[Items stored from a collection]

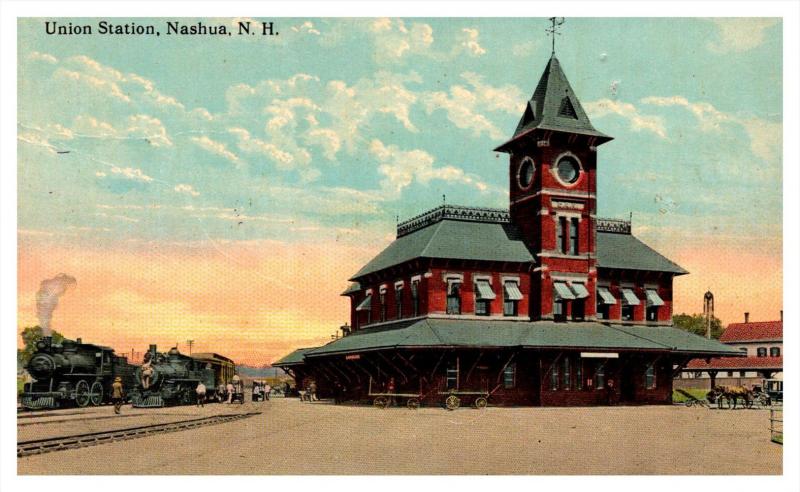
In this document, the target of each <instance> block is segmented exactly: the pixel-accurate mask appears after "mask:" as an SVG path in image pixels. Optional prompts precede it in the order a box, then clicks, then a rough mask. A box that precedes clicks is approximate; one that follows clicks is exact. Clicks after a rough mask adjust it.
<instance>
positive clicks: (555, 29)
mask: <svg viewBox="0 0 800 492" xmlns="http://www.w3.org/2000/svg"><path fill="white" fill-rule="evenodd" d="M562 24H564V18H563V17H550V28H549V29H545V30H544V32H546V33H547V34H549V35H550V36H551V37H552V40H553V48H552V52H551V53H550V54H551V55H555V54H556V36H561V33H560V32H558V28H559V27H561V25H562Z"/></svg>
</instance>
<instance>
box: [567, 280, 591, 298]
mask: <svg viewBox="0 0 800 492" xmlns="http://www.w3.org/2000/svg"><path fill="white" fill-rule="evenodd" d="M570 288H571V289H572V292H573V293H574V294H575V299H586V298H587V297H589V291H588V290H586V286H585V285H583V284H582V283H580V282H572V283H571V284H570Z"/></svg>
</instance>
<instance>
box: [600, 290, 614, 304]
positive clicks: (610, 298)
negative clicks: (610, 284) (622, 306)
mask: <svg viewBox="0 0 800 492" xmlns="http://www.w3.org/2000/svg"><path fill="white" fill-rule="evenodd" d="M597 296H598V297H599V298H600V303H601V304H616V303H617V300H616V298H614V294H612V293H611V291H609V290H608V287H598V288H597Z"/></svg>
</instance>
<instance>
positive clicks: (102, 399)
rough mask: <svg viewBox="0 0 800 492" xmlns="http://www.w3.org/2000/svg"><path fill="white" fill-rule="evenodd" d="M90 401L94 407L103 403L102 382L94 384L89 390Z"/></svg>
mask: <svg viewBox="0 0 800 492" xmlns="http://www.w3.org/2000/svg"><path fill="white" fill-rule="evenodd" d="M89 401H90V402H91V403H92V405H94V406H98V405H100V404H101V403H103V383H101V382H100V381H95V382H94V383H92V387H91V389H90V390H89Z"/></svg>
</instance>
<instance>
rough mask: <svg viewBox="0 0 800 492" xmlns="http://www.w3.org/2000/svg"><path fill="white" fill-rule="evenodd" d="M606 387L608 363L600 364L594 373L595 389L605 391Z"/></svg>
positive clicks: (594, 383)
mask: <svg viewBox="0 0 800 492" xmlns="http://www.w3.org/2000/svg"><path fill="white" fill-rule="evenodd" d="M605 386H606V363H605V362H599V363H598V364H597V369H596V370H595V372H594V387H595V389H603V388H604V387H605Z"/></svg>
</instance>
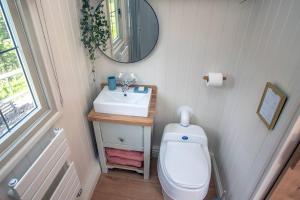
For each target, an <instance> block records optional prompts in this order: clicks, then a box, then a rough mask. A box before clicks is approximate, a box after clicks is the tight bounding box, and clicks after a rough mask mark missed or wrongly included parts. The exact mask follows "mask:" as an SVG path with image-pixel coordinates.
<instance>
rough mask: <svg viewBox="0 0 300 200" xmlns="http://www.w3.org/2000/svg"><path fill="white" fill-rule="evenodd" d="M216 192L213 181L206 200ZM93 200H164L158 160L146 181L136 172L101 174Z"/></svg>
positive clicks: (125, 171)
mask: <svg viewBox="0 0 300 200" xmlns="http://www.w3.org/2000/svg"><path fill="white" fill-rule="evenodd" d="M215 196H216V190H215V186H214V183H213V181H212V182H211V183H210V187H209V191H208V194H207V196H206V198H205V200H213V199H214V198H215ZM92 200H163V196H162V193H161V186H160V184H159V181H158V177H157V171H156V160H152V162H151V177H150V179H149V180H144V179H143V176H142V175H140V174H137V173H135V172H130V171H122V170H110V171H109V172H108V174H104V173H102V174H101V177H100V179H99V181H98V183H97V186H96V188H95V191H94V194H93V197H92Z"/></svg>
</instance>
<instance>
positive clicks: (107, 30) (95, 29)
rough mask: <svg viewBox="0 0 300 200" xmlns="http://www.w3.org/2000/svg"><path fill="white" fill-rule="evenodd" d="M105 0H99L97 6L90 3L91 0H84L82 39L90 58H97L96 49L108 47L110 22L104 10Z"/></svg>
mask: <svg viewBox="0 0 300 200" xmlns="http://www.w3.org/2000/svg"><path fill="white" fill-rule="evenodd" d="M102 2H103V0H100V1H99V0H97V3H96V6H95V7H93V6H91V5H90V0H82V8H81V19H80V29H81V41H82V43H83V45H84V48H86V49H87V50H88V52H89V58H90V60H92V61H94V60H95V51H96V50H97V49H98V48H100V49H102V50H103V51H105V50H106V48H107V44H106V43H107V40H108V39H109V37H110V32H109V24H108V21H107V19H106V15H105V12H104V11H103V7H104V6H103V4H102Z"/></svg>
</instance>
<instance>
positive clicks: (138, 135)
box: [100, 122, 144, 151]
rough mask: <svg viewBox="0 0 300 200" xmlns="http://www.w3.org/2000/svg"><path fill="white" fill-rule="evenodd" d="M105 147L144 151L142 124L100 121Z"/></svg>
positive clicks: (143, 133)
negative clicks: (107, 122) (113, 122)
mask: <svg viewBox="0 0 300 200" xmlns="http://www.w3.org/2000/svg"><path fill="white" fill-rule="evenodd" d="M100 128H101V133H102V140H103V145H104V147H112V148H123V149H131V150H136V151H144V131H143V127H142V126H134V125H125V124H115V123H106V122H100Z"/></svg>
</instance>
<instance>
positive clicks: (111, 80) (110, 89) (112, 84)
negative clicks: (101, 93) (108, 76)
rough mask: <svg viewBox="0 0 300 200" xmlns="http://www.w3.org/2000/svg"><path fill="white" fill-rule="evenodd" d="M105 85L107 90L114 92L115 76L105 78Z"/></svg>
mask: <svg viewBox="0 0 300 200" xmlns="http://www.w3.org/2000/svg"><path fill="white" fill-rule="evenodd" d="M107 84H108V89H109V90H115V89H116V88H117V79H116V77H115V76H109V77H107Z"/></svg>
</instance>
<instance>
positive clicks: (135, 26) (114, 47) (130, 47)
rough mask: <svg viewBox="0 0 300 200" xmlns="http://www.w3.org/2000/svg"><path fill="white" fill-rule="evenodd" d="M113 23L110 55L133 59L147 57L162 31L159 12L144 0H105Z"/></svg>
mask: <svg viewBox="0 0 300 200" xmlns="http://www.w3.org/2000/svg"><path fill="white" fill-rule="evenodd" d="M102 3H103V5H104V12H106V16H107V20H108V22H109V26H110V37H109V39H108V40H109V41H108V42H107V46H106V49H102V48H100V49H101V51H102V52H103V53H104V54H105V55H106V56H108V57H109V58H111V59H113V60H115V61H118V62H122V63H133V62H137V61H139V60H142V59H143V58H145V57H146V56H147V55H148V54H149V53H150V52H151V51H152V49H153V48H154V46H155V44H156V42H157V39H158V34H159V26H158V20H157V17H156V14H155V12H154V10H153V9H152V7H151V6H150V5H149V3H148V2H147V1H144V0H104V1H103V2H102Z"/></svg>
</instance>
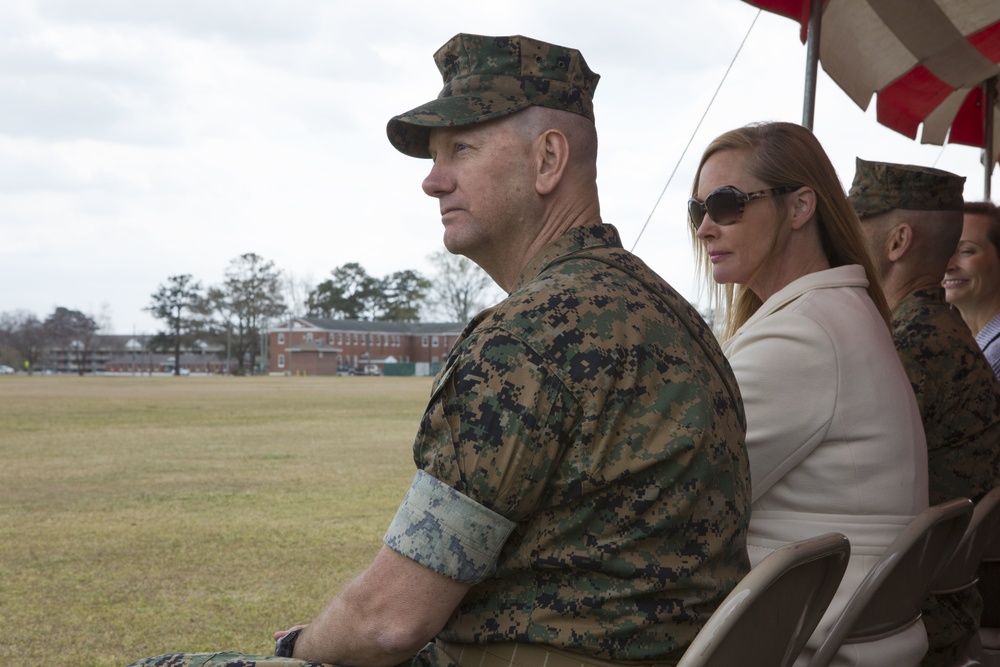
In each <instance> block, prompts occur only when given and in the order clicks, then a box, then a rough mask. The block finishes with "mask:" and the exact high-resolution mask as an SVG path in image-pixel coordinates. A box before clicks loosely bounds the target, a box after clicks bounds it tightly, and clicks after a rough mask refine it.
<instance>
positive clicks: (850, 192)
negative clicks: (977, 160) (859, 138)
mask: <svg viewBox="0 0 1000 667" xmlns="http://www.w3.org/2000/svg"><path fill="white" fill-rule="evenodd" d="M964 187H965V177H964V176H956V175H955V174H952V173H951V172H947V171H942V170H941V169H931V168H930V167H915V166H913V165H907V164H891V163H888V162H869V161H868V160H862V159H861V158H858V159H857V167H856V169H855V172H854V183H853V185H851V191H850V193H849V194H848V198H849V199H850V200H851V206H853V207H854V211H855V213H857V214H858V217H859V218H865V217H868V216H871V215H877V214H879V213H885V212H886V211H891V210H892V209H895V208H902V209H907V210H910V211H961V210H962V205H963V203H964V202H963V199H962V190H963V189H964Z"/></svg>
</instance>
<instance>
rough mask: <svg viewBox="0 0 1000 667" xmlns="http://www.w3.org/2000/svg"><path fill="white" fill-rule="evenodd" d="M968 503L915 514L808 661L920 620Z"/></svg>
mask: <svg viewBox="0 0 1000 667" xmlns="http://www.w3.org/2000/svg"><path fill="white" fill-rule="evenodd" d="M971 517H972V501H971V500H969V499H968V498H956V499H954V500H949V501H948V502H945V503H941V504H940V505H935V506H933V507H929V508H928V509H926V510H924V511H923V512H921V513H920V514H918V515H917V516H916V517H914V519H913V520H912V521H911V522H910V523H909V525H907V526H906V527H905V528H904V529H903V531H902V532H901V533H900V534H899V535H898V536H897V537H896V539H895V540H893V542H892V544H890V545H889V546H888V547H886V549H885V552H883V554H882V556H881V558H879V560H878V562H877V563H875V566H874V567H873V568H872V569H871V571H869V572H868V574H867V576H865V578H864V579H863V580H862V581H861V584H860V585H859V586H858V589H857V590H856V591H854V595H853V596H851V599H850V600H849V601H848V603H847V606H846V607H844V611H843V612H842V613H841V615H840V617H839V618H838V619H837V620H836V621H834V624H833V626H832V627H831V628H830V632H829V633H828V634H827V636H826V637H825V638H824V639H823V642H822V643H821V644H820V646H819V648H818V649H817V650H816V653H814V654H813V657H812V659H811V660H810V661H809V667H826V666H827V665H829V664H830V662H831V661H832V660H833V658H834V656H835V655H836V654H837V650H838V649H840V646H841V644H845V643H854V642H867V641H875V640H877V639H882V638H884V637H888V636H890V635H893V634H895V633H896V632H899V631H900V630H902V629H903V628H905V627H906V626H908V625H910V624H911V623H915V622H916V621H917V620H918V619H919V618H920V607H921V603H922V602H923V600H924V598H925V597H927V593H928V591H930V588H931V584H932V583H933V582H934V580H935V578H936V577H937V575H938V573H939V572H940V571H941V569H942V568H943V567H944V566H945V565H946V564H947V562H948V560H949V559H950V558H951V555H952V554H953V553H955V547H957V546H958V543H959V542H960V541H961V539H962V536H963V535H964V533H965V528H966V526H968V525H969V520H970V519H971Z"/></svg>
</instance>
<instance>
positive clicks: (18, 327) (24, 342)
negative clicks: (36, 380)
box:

...

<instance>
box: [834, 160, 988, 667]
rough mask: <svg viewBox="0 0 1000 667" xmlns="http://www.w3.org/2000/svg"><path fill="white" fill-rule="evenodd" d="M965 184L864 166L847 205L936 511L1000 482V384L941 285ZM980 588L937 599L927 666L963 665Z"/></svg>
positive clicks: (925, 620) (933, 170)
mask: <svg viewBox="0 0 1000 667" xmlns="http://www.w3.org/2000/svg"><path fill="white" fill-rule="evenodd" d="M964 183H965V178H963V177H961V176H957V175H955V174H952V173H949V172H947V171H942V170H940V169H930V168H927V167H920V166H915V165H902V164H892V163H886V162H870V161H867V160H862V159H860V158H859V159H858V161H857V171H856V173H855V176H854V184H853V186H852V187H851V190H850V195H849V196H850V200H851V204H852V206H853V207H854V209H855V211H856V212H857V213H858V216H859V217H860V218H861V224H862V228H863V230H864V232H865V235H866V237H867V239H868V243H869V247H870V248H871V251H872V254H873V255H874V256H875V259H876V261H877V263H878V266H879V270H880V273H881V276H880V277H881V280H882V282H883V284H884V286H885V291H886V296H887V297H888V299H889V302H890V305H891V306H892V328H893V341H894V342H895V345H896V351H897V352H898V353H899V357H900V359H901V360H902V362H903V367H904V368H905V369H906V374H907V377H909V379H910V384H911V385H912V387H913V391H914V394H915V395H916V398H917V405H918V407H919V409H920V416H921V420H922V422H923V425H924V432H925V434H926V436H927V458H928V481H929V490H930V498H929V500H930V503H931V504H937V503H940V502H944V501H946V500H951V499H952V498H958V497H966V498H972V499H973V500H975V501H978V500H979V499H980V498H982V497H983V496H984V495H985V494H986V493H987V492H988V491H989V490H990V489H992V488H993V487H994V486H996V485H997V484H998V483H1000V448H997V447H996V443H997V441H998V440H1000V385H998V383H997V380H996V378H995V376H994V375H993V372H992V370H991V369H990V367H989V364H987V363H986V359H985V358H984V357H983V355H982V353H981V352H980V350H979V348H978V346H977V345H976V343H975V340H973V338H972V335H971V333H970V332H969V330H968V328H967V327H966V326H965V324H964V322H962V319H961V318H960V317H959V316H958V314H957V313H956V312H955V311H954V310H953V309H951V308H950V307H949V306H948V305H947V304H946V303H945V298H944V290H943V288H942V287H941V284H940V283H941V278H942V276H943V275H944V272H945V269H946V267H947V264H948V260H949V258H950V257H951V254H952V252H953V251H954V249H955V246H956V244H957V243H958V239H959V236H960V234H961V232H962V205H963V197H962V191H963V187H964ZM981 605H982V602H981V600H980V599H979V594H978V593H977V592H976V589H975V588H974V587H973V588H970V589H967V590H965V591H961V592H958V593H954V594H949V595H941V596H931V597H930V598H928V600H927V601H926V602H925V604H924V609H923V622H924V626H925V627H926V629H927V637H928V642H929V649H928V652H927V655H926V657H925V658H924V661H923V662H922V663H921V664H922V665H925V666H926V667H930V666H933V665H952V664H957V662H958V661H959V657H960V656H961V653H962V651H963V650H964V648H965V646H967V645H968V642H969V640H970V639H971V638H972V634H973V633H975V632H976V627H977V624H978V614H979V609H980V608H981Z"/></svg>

Request: From the material above, pick out each line that contains the string "approximate", with case counting, and copy those lines in full.

Exercise result:
In this document, the target of each <instance> block is segmented exactly: the pixel-accurate mask appears after "mask:" as an SVG path in image pixels. Optional prompts precede it in the order a box, then clicks, then a rough mask. A box that precedes clicks is approximate; one that follows clicks is exact. Clicks after a rough mask adjust it.
For each target, an <instance> block records optional prompts in this order: clicks, then a box, then a rough mask. A box before clicks is approximate, a box after clicks is the tight bounding box, and clicks after a rough mask mark missed or wrongly included parts. The exact mask follows "mask:" as an SVG path with image-pixel coordinates.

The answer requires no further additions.